- What you will do
Pick out and copy every line in the listing below that contains the string "background". The match is case-sensitive.

- Available data
+++++

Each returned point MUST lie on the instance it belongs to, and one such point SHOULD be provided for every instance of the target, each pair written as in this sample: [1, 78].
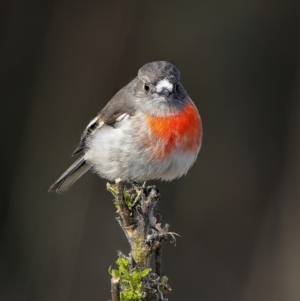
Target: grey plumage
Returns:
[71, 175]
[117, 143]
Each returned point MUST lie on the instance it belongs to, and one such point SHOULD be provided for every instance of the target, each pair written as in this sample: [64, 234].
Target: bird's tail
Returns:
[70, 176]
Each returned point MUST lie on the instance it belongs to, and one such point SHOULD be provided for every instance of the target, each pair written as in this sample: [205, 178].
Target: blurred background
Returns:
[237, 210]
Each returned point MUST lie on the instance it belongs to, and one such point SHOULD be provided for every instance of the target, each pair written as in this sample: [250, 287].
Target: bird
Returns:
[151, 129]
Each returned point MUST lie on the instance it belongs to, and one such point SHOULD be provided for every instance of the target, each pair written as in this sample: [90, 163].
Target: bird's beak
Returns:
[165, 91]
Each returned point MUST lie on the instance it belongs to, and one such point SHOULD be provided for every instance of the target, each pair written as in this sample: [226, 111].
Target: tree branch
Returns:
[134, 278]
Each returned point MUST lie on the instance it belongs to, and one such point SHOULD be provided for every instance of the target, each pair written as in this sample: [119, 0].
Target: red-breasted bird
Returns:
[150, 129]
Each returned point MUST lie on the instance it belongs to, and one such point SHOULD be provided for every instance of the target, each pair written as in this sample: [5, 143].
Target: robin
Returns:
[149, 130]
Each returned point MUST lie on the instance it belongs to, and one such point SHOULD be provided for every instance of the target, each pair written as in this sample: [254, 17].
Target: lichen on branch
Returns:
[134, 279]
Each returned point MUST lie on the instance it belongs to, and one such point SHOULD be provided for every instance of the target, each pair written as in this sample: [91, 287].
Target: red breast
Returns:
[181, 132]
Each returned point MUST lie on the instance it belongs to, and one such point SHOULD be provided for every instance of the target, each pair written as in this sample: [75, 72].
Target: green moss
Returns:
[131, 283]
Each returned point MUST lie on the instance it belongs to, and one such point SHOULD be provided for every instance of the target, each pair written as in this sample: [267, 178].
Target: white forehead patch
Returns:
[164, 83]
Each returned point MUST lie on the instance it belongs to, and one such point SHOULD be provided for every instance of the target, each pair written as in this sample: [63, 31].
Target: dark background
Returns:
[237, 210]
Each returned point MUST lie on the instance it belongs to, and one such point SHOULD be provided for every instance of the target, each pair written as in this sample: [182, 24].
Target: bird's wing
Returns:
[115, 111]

+++++

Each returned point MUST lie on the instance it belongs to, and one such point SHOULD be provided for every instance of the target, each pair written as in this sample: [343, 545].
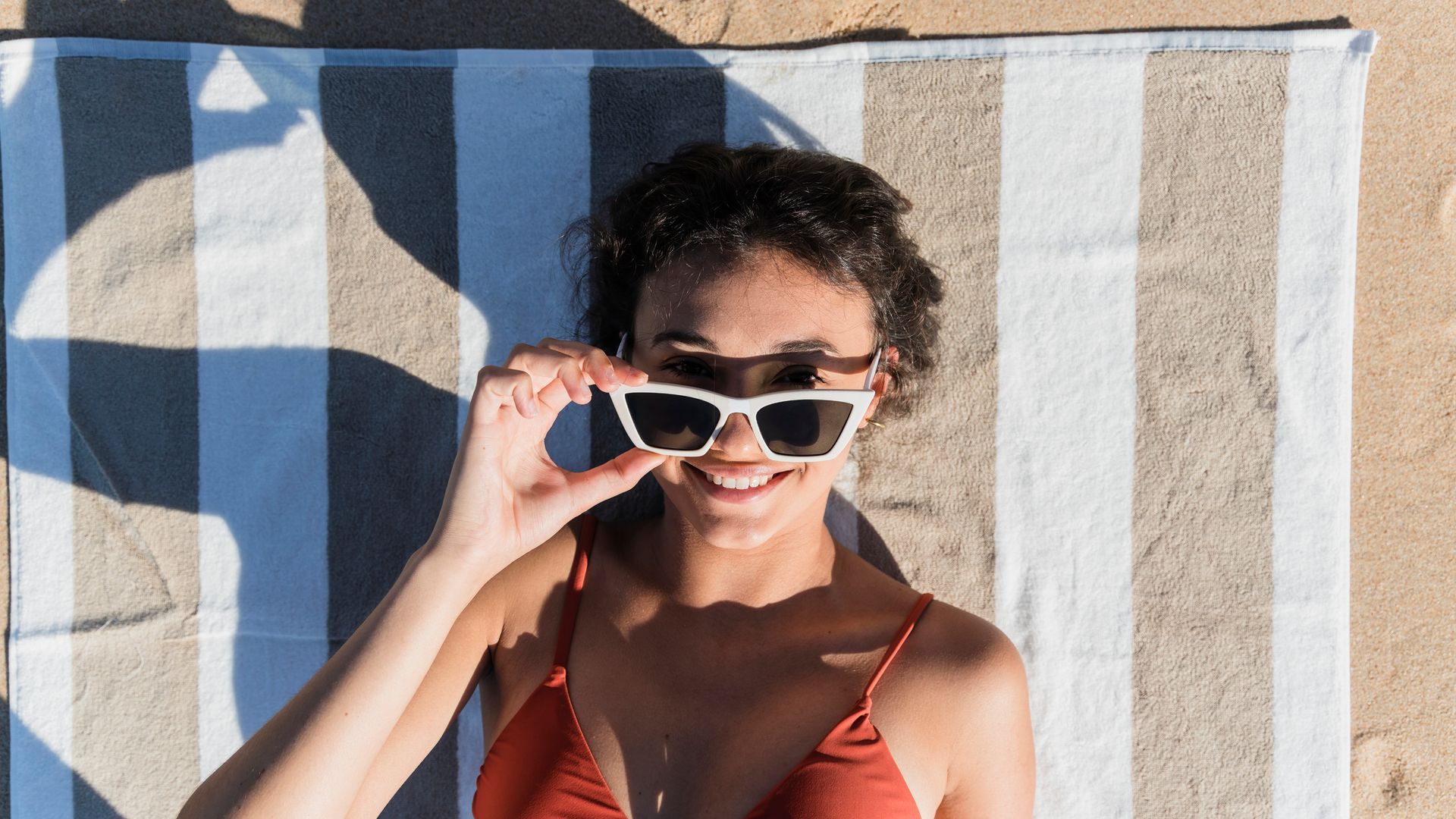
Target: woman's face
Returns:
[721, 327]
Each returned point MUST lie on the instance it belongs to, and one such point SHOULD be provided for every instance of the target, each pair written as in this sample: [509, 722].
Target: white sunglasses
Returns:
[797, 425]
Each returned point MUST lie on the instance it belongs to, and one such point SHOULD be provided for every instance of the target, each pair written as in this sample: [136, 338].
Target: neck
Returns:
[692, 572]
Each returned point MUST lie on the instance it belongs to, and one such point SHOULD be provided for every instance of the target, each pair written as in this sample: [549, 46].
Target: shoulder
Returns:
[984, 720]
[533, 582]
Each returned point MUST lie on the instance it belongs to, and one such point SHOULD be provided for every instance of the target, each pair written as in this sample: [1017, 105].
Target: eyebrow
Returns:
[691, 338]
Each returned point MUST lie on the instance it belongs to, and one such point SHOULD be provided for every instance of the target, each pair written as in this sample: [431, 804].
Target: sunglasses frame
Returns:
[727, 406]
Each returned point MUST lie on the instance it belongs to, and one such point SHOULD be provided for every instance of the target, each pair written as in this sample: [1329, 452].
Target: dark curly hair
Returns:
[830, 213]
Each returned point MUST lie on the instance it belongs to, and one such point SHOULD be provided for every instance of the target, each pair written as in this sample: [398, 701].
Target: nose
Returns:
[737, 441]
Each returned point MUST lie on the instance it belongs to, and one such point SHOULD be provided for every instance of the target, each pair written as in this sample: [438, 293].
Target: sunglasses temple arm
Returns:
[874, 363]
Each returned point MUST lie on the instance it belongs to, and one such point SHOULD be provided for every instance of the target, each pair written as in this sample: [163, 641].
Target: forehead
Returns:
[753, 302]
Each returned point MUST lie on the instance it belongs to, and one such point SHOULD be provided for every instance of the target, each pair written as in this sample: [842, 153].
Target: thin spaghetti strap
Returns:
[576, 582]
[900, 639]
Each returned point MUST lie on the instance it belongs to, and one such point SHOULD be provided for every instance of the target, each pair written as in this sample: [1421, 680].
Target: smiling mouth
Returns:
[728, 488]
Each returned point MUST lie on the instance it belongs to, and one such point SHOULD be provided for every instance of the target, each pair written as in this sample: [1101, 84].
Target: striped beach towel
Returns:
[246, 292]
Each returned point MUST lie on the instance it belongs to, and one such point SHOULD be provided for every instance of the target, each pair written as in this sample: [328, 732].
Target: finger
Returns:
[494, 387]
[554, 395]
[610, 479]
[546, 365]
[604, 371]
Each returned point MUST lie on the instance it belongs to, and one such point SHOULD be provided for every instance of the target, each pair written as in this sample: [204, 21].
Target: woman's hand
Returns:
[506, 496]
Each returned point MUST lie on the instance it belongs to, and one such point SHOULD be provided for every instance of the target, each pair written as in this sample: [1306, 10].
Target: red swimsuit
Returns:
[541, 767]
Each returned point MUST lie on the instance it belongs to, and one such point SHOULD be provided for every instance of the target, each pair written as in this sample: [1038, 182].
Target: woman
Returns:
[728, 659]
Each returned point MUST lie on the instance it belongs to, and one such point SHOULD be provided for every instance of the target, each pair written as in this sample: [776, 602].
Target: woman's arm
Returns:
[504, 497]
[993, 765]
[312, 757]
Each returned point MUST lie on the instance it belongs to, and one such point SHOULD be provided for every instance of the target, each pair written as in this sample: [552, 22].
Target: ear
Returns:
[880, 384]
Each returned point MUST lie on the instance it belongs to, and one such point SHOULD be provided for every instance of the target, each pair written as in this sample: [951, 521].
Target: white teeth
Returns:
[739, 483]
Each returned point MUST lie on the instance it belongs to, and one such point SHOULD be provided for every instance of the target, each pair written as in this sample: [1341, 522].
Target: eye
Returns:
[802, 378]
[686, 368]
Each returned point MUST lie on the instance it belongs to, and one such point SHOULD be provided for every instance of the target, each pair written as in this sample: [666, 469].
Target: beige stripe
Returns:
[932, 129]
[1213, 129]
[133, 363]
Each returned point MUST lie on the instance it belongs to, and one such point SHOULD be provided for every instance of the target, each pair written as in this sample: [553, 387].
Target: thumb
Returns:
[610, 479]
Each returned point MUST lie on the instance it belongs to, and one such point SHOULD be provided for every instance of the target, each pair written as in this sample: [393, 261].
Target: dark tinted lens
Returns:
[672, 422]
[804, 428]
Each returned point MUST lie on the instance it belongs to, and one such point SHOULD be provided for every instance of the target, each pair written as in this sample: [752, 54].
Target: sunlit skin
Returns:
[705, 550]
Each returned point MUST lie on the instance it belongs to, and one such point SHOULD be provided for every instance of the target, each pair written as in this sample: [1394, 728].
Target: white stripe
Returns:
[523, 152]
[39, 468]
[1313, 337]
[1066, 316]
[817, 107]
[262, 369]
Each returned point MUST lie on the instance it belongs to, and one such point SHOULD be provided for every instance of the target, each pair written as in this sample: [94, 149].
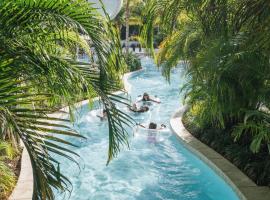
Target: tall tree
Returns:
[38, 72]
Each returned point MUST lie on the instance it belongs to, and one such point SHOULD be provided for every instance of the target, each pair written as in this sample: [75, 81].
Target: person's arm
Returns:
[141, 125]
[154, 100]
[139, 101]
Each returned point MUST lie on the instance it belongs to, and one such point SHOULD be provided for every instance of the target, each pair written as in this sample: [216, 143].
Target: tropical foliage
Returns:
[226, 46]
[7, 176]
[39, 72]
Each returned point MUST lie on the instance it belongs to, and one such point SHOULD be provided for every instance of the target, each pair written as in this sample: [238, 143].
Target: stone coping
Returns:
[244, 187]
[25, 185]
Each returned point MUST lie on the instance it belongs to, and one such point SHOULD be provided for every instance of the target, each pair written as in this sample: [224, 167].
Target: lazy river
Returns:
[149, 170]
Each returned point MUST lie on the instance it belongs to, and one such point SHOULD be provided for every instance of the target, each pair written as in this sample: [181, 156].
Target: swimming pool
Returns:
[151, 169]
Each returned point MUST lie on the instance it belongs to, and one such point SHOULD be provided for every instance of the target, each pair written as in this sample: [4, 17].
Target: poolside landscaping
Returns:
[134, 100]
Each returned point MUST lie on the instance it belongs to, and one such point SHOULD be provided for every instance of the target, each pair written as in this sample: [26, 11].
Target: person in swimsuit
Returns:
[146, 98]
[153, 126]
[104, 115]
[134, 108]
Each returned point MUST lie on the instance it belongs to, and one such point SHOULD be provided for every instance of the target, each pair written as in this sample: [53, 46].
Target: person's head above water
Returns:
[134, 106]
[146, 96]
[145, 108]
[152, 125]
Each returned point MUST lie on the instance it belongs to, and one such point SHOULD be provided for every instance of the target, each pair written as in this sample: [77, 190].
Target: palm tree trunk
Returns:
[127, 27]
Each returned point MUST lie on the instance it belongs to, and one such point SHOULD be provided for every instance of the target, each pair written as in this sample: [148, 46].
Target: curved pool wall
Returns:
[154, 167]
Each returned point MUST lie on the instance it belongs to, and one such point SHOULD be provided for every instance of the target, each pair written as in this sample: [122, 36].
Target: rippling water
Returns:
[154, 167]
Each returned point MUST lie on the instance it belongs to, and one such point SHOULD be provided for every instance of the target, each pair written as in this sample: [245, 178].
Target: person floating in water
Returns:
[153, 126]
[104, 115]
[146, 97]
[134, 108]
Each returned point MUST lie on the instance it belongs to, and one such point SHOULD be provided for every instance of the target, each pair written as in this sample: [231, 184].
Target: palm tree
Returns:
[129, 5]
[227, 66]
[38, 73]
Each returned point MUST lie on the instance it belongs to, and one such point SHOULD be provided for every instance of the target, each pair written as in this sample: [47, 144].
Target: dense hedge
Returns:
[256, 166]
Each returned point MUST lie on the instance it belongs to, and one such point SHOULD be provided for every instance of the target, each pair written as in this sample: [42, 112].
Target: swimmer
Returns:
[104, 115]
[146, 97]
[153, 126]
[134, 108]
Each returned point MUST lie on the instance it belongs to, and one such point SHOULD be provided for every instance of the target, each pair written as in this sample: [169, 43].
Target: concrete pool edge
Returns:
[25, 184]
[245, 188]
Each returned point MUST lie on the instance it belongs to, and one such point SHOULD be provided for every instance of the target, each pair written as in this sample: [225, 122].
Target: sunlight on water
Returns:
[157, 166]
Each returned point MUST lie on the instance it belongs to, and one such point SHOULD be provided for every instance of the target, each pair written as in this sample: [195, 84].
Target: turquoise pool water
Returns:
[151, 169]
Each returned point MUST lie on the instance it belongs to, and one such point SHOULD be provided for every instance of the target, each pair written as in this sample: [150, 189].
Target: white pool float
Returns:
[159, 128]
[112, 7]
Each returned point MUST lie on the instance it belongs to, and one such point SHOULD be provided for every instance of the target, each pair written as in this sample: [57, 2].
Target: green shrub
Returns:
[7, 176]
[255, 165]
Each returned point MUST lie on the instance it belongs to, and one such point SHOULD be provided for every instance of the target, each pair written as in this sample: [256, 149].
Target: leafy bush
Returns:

+++++

- Expected answer
Target: blurred background
Target: dark background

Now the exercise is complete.